## GIVEN REQUEST
Exactly reproduce the lines from the one holding "Find every instance of the woman's gray" through the final line of the listing below, with both ends included and nothing else.

## SUPPLIED DATA
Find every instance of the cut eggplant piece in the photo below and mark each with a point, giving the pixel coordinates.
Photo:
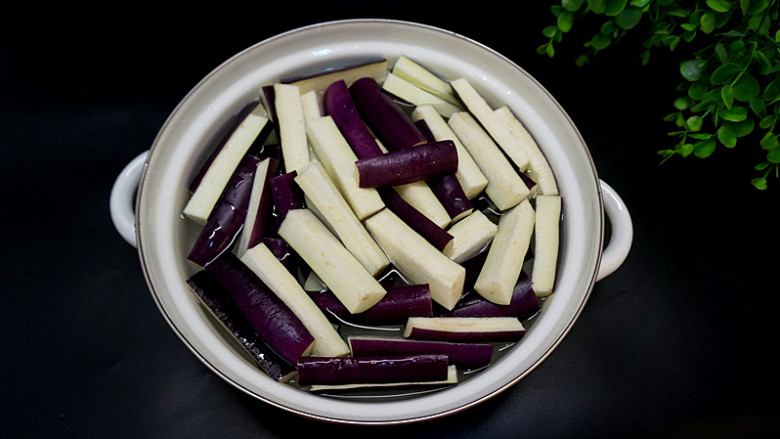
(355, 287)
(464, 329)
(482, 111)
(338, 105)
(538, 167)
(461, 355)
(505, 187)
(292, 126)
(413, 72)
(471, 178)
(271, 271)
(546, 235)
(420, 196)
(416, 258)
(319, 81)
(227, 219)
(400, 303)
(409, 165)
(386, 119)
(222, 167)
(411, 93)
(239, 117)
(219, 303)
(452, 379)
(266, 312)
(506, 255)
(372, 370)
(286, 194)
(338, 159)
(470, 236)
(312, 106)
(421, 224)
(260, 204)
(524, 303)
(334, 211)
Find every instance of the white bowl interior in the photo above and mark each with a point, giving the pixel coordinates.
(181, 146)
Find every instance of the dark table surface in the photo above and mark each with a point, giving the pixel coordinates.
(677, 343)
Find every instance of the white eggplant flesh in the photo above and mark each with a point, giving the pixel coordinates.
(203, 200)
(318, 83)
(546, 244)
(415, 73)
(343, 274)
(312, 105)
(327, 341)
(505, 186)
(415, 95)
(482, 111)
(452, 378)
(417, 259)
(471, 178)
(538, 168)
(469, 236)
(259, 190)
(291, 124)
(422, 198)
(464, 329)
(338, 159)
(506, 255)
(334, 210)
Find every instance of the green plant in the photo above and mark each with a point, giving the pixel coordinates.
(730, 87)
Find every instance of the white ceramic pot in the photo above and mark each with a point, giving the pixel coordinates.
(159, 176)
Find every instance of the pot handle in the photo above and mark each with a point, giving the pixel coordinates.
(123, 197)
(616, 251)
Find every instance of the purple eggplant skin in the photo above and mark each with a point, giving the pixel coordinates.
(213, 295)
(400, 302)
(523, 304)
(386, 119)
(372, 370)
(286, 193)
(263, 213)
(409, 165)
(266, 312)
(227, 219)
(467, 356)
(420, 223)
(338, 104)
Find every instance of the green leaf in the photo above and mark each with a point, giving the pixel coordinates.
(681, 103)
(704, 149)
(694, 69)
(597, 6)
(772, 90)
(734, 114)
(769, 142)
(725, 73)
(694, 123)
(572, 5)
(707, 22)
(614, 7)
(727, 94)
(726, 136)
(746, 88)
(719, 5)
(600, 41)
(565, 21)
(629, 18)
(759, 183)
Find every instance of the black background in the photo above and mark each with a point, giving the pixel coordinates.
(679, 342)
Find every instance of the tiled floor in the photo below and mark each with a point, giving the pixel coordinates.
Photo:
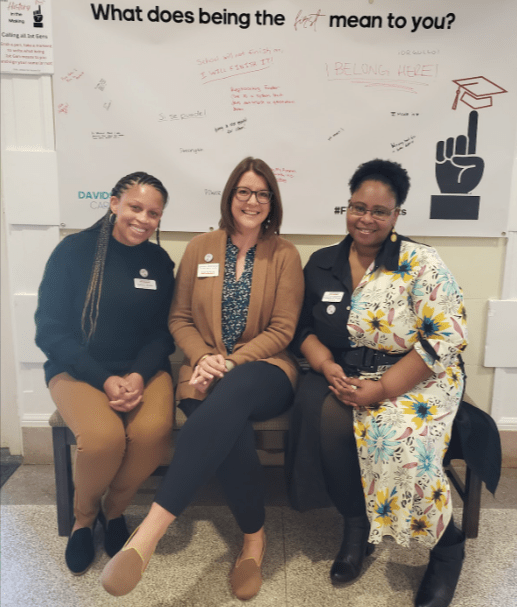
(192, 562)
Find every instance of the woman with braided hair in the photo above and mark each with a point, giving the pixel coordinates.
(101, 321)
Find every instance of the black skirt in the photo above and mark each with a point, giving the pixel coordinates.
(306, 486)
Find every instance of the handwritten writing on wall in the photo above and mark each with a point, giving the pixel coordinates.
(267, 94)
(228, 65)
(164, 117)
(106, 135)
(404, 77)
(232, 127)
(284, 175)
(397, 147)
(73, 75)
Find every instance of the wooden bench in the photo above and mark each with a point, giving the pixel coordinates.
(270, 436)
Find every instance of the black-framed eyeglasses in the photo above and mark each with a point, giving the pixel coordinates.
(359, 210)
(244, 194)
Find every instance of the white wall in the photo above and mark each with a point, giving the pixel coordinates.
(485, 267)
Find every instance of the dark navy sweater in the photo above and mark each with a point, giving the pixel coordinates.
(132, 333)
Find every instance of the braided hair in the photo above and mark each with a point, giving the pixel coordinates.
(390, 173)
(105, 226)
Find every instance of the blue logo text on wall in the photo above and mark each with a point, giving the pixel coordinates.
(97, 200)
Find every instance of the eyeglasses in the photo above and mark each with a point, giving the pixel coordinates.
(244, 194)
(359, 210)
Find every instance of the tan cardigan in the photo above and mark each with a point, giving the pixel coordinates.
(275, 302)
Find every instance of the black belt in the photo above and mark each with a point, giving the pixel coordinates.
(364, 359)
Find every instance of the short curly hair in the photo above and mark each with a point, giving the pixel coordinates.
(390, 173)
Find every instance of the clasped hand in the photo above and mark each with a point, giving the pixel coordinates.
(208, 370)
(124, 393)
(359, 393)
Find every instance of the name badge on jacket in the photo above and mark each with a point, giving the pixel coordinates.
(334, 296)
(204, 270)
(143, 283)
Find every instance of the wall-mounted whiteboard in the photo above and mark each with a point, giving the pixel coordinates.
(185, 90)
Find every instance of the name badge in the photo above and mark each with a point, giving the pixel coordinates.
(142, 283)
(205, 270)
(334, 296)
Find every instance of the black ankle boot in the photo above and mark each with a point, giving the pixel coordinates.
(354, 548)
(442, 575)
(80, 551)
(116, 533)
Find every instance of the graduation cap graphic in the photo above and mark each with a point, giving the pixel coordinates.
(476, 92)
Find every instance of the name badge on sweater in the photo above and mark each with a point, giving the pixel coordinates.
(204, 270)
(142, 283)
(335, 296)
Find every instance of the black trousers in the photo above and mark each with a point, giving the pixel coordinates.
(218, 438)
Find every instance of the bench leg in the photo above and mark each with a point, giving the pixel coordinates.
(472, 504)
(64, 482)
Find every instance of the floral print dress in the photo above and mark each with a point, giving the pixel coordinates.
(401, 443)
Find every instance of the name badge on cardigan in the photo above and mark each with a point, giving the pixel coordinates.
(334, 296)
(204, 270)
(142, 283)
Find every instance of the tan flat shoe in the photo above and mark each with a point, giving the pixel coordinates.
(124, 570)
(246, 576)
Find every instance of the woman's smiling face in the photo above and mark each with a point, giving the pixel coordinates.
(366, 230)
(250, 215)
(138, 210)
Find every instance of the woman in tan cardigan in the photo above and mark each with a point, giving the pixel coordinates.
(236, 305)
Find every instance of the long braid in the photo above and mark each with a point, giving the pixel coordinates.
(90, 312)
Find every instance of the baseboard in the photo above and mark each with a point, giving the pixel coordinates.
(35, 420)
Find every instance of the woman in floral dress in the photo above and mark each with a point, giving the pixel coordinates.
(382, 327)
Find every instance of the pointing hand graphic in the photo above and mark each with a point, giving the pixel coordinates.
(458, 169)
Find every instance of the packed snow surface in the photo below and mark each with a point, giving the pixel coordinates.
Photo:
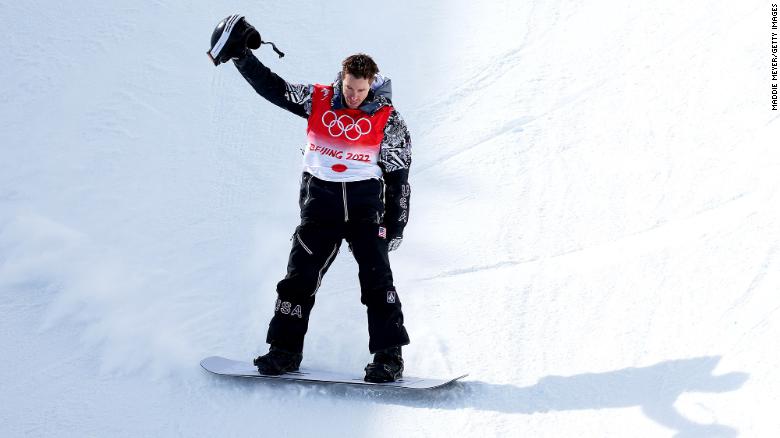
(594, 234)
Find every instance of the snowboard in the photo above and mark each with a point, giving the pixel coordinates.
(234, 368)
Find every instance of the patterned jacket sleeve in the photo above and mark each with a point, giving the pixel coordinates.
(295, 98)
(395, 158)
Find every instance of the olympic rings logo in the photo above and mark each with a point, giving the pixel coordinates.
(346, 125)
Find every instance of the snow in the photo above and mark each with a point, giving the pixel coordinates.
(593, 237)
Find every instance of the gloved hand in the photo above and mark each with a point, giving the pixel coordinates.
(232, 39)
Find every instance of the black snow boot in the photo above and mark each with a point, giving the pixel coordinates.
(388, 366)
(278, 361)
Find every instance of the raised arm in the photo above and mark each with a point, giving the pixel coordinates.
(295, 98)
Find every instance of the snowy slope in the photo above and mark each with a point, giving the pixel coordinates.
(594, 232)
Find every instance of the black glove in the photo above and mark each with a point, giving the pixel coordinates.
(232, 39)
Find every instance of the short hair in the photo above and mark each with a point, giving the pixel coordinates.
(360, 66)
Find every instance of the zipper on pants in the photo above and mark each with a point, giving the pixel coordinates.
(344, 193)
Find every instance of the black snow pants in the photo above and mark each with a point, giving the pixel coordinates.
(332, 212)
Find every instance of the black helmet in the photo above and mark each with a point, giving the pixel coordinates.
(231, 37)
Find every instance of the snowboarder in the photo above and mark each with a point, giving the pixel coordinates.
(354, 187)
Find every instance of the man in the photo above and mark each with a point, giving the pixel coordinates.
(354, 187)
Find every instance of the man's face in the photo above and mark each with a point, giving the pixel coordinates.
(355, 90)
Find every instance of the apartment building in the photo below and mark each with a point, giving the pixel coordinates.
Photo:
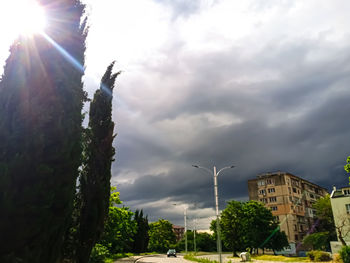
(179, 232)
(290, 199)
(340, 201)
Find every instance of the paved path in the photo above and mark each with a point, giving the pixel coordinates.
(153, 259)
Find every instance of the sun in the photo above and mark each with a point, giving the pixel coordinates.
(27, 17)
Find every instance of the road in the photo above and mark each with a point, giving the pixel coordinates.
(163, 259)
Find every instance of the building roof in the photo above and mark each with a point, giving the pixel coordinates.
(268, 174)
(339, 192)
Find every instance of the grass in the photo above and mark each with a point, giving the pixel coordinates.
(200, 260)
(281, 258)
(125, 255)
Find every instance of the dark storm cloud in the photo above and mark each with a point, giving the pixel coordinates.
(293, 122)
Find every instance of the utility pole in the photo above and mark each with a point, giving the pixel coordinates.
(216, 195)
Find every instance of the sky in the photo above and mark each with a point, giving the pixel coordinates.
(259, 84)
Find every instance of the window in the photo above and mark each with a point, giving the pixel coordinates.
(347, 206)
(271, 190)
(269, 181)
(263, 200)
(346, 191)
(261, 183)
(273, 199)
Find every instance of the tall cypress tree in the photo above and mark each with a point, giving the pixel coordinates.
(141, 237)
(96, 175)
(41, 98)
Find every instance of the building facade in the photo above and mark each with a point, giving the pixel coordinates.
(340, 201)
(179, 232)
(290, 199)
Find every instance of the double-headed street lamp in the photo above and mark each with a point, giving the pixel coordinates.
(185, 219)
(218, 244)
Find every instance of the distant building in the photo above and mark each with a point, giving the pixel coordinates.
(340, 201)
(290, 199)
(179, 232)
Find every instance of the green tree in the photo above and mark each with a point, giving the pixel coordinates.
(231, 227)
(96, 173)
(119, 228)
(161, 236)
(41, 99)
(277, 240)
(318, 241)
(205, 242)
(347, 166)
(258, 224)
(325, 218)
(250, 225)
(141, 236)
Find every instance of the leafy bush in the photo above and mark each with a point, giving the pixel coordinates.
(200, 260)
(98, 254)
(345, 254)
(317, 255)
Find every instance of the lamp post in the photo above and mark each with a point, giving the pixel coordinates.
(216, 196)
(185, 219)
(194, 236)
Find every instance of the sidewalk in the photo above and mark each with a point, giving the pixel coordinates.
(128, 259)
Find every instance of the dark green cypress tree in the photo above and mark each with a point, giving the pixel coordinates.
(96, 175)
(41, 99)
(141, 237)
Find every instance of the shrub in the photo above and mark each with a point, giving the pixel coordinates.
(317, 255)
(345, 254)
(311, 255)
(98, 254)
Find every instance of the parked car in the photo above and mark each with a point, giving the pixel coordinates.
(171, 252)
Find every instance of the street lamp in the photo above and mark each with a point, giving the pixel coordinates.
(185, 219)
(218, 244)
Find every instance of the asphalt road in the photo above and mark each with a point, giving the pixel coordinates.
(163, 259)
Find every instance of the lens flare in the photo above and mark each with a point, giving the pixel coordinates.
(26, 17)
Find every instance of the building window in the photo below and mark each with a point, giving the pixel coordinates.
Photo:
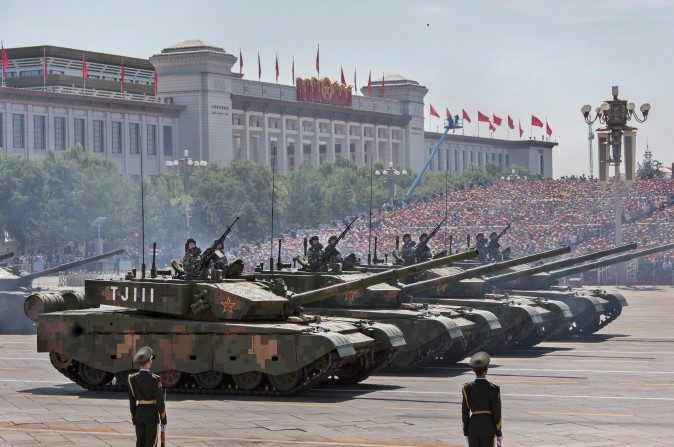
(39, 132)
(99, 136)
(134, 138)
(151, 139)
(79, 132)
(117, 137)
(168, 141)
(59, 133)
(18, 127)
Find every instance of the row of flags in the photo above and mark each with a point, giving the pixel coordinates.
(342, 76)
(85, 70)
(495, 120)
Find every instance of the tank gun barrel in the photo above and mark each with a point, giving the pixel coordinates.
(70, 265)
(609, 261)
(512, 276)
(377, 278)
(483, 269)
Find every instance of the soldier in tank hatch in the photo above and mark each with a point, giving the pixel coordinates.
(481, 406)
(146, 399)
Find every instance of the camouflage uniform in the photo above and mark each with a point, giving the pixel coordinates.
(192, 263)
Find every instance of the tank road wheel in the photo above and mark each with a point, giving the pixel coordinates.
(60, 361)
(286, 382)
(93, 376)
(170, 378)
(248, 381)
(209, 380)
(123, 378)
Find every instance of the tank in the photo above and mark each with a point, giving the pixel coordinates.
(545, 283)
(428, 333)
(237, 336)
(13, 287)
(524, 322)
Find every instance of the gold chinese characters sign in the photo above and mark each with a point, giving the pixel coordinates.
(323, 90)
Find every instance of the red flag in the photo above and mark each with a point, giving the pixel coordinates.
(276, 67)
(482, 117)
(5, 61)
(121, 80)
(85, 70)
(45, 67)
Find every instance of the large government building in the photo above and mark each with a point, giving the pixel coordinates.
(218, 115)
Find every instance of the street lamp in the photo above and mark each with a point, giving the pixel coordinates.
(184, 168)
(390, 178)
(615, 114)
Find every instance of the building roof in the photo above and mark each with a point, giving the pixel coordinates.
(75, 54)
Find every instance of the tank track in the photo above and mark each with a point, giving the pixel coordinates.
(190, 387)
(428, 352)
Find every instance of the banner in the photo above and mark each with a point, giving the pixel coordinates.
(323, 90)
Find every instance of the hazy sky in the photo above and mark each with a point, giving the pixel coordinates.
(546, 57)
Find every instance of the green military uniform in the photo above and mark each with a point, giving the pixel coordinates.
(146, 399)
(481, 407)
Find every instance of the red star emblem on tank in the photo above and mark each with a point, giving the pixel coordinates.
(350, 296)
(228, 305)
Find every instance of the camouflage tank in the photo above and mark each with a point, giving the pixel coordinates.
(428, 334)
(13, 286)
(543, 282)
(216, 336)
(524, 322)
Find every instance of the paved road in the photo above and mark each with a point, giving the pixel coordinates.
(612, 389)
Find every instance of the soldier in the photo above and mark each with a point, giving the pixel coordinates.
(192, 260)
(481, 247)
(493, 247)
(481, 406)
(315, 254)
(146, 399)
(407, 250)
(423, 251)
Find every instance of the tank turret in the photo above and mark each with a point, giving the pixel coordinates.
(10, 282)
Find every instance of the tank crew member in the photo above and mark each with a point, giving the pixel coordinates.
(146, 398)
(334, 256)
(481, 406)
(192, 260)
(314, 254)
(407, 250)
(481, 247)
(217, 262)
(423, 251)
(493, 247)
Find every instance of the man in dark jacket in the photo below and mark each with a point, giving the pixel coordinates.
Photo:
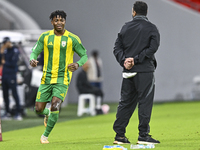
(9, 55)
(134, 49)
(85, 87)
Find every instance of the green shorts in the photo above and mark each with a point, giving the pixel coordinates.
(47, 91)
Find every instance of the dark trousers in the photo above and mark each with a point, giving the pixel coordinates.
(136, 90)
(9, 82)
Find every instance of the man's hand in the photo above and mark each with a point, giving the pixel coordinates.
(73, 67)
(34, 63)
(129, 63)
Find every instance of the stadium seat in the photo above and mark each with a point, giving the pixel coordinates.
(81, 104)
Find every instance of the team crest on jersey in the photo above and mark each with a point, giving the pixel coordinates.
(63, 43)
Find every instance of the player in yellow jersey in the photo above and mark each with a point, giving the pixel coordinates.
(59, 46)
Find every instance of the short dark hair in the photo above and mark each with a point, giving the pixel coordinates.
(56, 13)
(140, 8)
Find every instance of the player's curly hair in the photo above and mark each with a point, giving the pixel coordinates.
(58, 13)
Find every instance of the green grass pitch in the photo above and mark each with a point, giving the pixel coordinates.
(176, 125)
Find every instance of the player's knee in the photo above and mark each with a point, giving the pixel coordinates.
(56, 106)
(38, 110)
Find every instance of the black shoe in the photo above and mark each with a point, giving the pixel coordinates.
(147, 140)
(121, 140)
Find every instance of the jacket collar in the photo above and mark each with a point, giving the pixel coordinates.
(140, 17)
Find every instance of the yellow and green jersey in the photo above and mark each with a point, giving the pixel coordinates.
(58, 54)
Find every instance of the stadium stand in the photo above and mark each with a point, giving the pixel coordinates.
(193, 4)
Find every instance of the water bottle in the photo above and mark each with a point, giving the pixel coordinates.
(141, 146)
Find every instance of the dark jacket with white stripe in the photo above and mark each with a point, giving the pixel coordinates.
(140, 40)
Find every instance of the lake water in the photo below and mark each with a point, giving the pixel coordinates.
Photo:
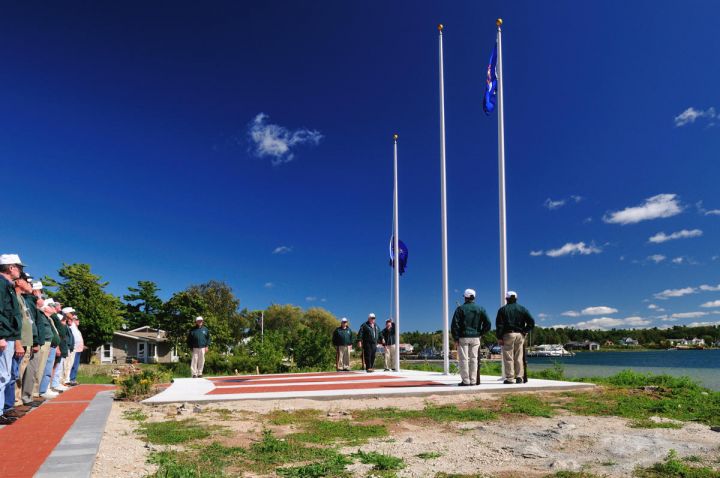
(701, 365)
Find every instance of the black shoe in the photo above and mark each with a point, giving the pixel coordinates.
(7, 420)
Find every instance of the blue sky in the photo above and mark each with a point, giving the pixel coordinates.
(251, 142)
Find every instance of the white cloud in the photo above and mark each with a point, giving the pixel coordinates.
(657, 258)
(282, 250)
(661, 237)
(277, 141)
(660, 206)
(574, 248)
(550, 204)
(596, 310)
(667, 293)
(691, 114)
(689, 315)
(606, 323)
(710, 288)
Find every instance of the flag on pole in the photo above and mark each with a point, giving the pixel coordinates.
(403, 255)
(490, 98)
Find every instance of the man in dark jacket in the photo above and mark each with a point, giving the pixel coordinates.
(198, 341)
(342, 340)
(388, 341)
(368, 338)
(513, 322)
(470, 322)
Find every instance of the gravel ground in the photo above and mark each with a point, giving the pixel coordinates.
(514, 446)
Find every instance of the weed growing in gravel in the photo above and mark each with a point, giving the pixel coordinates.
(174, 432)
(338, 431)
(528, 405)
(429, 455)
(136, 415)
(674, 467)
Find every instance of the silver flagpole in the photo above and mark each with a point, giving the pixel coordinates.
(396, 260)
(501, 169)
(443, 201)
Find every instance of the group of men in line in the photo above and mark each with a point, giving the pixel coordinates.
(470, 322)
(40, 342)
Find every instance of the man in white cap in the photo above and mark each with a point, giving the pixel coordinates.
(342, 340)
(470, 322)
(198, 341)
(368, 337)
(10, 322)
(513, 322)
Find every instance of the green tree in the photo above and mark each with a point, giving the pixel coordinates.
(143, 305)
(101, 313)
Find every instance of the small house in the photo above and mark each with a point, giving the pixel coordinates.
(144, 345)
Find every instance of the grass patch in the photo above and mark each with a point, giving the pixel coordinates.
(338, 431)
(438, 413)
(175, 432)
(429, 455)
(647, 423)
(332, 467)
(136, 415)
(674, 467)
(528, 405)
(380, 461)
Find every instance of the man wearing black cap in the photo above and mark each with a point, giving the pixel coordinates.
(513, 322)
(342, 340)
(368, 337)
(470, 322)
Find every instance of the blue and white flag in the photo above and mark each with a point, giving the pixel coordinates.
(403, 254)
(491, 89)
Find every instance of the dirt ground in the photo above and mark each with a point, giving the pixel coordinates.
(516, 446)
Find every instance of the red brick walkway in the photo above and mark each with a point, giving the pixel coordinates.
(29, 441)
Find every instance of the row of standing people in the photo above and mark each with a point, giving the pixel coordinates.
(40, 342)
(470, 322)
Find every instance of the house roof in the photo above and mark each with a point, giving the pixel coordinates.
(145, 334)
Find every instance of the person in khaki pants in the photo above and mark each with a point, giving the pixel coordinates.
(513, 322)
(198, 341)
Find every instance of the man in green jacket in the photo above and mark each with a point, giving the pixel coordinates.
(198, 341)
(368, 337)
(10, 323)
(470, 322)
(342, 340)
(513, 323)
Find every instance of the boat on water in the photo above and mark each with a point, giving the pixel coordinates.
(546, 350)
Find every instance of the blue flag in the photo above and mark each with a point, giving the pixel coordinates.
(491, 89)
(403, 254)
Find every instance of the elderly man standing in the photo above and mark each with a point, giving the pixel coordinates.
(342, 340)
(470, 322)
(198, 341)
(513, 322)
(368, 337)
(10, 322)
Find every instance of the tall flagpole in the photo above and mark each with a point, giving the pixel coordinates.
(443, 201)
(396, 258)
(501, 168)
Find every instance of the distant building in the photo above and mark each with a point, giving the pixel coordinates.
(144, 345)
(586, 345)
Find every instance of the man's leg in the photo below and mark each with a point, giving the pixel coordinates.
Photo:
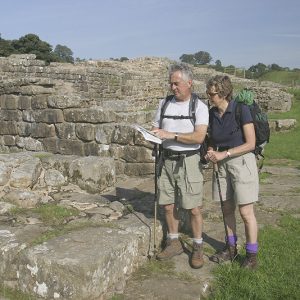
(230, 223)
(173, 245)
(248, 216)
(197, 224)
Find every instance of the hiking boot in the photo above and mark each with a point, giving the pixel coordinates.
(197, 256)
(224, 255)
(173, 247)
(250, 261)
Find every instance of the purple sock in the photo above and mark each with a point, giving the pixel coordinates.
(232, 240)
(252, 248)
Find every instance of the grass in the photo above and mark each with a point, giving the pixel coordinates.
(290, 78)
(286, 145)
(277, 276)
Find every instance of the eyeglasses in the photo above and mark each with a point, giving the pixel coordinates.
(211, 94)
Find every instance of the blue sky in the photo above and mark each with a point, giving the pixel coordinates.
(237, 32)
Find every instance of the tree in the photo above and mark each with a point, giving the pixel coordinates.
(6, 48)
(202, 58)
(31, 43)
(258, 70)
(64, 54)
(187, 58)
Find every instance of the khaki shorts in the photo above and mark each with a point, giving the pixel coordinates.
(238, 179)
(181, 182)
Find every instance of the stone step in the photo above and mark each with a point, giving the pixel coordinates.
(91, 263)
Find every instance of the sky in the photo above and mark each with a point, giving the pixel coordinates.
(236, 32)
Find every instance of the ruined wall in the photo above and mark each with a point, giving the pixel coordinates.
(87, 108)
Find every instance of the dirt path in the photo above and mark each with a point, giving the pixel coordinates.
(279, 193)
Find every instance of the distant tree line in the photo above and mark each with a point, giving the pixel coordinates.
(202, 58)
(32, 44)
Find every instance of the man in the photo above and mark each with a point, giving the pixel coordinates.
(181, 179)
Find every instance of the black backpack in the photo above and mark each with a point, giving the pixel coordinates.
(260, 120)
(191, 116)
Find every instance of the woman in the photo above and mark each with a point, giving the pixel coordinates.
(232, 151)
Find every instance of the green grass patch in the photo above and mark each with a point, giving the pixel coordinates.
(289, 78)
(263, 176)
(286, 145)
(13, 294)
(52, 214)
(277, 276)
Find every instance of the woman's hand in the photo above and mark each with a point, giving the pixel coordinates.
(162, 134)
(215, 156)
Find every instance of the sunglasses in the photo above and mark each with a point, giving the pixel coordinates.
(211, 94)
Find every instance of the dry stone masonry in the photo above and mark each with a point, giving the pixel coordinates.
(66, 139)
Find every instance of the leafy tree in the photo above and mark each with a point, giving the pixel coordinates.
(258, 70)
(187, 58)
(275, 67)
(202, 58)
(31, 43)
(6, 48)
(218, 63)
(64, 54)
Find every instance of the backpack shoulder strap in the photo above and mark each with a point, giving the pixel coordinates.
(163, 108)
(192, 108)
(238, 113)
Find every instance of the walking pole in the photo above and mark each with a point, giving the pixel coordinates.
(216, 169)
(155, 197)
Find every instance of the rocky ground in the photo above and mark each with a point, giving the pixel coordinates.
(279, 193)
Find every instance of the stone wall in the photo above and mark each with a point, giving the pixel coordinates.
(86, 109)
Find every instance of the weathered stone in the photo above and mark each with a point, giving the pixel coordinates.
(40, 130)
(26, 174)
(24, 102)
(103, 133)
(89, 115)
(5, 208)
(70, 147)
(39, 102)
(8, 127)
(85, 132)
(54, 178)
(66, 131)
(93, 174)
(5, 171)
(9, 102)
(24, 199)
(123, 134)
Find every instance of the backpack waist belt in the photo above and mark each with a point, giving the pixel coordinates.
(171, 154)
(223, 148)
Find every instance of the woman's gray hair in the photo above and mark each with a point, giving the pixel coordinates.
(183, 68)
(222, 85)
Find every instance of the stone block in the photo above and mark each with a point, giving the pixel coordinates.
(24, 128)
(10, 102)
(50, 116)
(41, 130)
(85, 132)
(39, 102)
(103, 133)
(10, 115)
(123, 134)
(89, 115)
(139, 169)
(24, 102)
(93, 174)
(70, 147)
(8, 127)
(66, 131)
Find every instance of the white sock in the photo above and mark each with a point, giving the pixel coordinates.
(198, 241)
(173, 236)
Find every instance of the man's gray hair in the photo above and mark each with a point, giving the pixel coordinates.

## RESPONSE TO THIS TASK
Find every instance of the woman's gray hair in the photo above and mark each with a point, giving the pixel coordinates.
(183, 68)
(222, 85)
Find every instance of the stone block in the photo above and mark each with a point, giving the pixel coordinates.
(24, 128)
(10, 102)
(50, 116)
(41, 130)
(85, 132)
(39, 102)
(103, 133)
(10, 115)
(123, 134)
(89, 115)
(139, 169)
(24, 102)
(93, 174)
(70, 147)
(8, 127)
(66, 131)
Find every instance of the white sock in the photo above and mark each with a point, giving the pixel coordinates.
(198, 241)
(173, 236)
Find every instance of the man's gray hair in the photo above and mark each with a point, giving the pixel coordinates.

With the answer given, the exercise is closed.